Could you write out every one of the records below, word for word and line for line?

▶ [Input material]:
......
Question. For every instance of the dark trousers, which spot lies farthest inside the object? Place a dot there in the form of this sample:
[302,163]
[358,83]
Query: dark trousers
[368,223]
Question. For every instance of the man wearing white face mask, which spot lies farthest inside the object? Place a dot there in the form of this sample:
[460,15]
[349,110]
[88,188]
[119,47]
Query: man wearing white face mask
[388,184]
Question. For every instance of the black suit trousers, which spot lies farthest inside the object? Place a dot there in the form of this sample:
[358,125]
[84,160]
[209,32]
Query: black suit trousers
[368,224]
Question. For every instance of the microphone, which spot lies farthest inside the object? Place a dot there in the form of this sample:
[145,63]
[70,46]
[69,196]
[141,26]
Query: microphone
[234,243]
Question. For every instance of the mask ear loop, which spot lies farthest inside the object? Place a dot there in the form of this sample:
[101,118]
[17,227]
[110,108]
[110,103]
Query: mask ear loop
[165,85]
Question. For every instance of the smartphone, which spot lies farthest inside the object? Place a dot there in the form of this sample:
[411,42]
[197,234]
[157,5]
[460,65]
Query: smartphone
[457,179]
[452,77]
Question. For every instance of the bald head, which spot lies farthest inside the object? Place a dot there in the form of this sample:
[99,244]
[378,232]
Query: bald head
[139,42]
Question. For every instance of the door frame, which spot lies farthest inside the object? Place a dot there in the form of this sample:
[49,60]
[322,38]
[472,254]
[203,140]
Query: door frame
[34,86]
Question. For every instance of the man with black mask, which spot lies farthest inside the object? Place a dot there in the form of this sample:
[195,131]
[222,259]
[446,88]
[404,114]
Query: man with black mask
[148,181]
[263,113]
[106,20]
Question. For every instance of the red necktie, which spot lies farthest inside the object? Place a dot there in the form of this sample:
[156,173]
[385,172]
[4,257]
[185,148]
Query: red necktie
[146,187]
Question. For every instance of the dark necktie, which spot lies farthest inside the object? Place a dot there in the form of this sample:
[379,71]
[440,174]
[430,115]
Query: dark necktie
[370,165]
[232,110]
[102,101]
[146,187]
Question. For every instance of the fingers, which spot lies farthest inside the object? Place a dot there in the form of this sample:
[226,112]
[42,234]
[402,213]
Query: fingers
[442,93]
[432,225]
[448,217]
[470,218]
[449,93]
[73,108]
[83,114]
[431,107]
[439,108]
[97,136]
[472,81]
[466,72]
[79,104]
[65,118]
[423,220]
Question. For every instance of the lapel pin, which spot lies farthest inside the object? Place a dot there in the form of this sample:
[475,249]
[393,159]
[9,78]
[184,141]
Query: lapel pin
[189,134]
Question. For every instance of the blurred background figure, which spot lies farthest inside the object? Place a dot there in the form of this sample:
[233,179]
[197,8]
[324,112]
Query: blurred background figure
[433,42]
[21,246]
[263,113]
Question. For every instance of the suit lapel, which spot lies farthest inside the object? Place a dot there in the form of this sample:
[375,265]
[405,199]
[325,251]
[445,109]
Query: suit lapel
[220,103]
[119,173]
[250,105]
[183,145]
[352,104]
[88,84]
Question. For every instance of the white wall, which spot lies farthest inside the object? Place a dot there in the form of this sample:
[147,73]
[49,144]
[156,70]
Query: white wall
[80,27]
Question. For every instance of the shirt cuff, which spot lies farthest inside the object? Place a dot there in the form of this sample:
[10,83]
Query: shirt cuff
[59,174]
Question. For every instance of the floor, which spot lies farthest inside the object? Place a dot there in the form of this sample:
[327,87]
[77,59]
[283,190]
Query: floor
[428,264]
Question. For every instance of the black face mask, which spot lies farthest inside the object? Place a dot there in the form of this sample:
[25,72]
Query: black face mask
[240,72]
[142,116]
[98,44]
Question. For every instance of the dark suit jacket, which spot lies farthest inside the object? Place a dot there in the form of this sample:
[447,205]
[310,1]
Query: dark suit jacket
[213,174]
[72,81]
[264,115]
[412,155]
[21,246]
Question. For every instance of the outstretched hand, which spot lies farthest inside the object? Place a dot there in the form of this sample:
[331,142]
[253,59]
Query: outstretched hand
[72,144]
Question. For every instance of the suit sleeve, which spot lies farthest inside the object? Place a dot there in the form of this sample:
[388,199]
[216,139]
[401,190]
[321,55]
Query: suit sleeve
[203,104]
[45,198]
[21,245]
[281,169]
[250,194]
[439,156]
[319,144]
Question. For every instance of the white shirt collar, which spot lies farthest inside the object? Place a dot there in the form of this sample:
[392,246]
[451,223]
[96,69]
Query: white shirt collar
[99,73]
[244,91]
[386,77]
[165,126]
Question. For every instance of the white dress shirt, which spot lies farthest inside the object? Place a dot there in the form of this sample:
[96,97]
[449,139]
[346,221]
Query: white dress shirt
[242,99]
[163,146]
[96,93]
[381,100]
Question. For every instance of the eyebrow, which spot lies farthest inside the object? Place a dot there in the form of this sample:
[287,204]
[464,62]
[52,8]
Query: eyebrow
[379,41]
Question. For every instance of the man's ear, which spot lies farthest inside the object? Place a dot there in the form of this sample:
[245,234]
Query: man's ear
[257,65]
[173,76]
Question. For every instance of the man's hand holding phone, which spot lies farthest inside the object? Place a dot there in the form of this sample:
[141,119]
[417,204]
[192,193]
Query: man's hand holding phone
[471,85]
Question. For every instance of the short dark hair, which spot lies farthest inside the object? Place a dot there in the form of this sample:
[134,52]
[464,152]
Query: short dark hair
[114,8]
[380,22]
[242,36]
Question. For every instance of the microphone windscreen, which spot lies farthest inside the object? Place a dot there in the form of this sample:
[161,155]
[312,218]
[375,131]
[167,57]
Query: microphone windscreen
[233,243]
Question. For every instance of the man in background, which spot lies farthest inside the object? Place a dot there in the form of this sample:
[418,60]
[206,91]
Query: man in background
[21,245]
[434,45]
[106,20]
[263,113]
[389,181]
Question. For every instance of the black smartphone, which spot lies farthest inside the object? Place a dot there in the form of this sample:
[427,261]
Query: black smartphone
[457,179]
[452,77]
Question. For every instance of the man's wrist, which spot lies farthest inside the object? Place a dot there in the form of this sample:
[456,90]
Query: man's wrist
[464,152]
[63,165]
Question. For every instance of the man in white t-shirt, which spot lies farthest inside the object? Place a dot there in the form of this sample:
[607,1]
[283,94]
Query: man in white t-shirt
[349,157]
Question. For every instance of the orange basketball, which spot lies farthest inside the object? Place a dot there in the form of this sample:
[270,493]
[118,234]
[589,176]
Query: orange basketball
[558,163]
......
▶ [Finished task]:
Question. For every instance of the dark trousers, which spot lies farthest inside the object? Place a dot there in the form of this sample:
[302,163]
[358,83]
Query: dark trousers
[368,223]
Question. For every instance of the man wearing white face mask, which spot lies farthest inside the object? Place a dot there in the form of this sample:
[460,15]
[349,110]
[88,188]
[119,47]
Query: man wearing white face mask
[388,184]
Question. For every instance of the black suit trousers, which spot lies farthest inside the object? Place a dot there in the form of this sample:
[358,125]
[84,160]
[209,32]
Query: black suit trousers
[368,224]
Question. For every instance of the microphone, which spot lies farthest inside the object? Place a dot there in the form of this sample:
[145,63]
[70,46]
[69,196]
[141,26]
Query: microphone
[234,243]
Question. For every instance of the mask ear loop, which spot lies farthest inside the object? Place a dot there in the form of this sample:
[101,118]
[17,227]
[110,108]
[110,103]
Query: mask ear loop
[165,85]
Question. For every instance of the smartphone, which spot lies farthest inside the object? Place a dot there in the form of this sample:
[411,42]
[197,234]
[157,5]
[460,65]
Query: smartphone
[457,179]
[452,77]
Question. For every instance of the bald head, which spot lies farthest inside the object? Place a dot there in the form of this sample:
[99,244]
[378,232]
Query: bald head
[139,42]
Question. For every instance of the door frame, which spot lies farthest inside the object? Place a dot there in the form of this sample:
[49,60]
[322,38]
[472,254]
[203,140]
Query: door frame
[34,86]
Question. For every instance of the man with black mask, which spot lies farthest inside the object? Place a dot there in the form of this sample:
[195,131]
[222,259]
[446,88]
[404,114]
Query: man with black mask
[148,181]
[263,113]
[106,20]
Question. For every instance of the red necktie, which spot lies farthest inside the object? Place a dot there in the form of this sample:
[156,173]
[385,172]
[4,257]
[185,148]
Query: red necktie
[146,187]
Question. For every instance of the dark necktie, which spot lies farthest inside the object? Place a dot there in the form of this sample:
[379,71]
[440,174]
[430,115]
Query: dark necktie
[370,165]
[232,110]
[102,101]
[146,187]
Question. For every instance of the fingers, which spot lies farthest inside the object? Place a dot there in the form of this sample:
[226,112]
[42,234]
[402,213]
Query: fingers
[442,93]
[432,225]
[448,217]
[470,218]
[449,93]
[73,108]
[83,114]
[431,107]
[439,108]
[97,136]
[472,81]
[466,72]
[79,104]
[65,118]
[423,220]
Question. For every instance of the lapel pin, which spot lies farthest inside the object? Place a dot there in the form of this sample:
[475,249]
[393,159]
[9,78]
[184,141]
Query: lapel pin
[189,134]
Question. For every instance of the blurred background figure, which spot lies farthest inside the object? Place a dot there in the form of this sample:
[233,179]
[197,8]
[324,112]
Query: blurred background figure
[433,42]
[21,246]
[263,113]
Question. For every instance of the suit lapel, which spot lies farthest inside the object? Place a dot there in the form of this sample:
[375,265]
[405,199]
[325,251]
[445,109]
Query: suit lapel
[220,103]
[119,173]
[250,105]
[183,145]
[352,104]
[88,84]
Question. For every instance of the white wall, which spot lies farthest inside the object? Place a dot there in the form of this sample:
[147,73]
[49,144]
[156,70]
Query: white wall
[80,27]
Question. For every instance of the shirt cuff, which spot lies farthest inside the object? Place a dot there in the form of this sample:
[10,83]
Query: shirt cuff
[59,174]
Question. For every instance of the floor, which spot lies farthest inside the object? Place a dot there in the form of this sample:
[327,87]
[77,59]
[283,190]
Query: floor
[428,264]
Question. For every instance of the black face mask, which spot lies farthest inside the object? Place a dot there in the form of this sample:
[25,72]
Query: black face mask
[240,72]
[142,116]
[98,44]
Question. For every instance of the dark suit jacket, which spot lies farthest inside the object? Place a dot there in the form of this sample:
[447,205]
[310,1]
Query: dark suit jacket
[213,174]
[72,81]
[264,115]
[412,155]
[21,246]
Question. For every instance of the outstretched hand, which spot lies farthest inside the object? Place a dot there in the form of this sample:
[331,142]
[253,59]
Query: outstretched hand
[72,144]
Question. For every instance of the suit sleeve, which spot lies farthest inside the object? Place a dot there in the form of this sample:
[388,199]
[216,139]
[401,190]
[321,55]
Query: suit sleeve
[203,104]
[45,198]
[21,245]
[281,169]
[250,194]
[439,156]
[319,144]
Question. For every instance of the white shirt collar, which spot lies farthest inside the object? Place a dot there in the form of this sample:
[392,246]
[451,223]
[96,69]
Query: white shirt collar
[99,73]
[244,91]
[386,77]
[165,126]
Question. For every instance of the white dress shirt, which spot lies farthest inside the object? Place a dot there in the form of this sample:
[96,97]
[449,139]
[346,221]
Query: white dress shirt
[242,99]
[163,146]
[96,93]
[381,100]
Question. For every instance of the eyebrow, which spot lies farthest inside the object? Place a dot there in the form of this sample:
[287,204]
[464,62]
[52,8]
Query: eyebrow
[379,41]
Question. For every instance of the man's ear, which spot lies farthest inside the object? Place a dot there in the form of this sample:
[245,234]
Query: man's ear
[257,65]
[173,76]
Question. For every instance of the man's hand holding phone, which spot lies farthest inside the object? Place a dot there in the form of this sample:
[141,119]
[417,204]
[192,193]
Query: man's hand holding phone
[471,85]
Question. For every instance of the short dark hair, which spot lies farthest inside the object? Place a dot there in the form of this sample:
[134,52]
[464,152]
Query: short dark hair
[114,8]
[380,22]
[242,36]
Question. For every instance of the microphone windscreen, which spot lies farthest inside the object? Place a dot there in the form of this sample:
[161,155]
[312,218]
[375,131]
[167,57]
Query: microphone windscreen
[233,243]
Question. For every instance of the man in background, which spot lies farthest inside the object? Place a dot there in the form of this sample:
[418,60]
[206,91]
Query: man in background
[21,245]
[434,45]
[106,20]
[263,113]
[389,181]
Question. For every instance of the black smartphone, which spot lies farthest inside the object? Place a dot there in the form of this sample:
[427,261]
Query: black smartphone
[457,179]
[452,77]
Question. For every instance of the man's wrist, which spot lies farthest inside the object? Place a dot there in the form of this sample:
[456,90]
Query: man's wrist
[464,152]
[63,165]
Question. For every instance of the man in white t-shirt, which spot lies farthest inside the object? Place a dot there in the form of this sample:
[607,1]
[283,94]
Query: man in white t-shirt
[349,157]
Question. For every instance of the orange basketball, which spot lies farthest inside the object? Place a dot there in the form of this sample:
[270,493]
[118,234]
[589,176]
Query: orange basketball
[558,163]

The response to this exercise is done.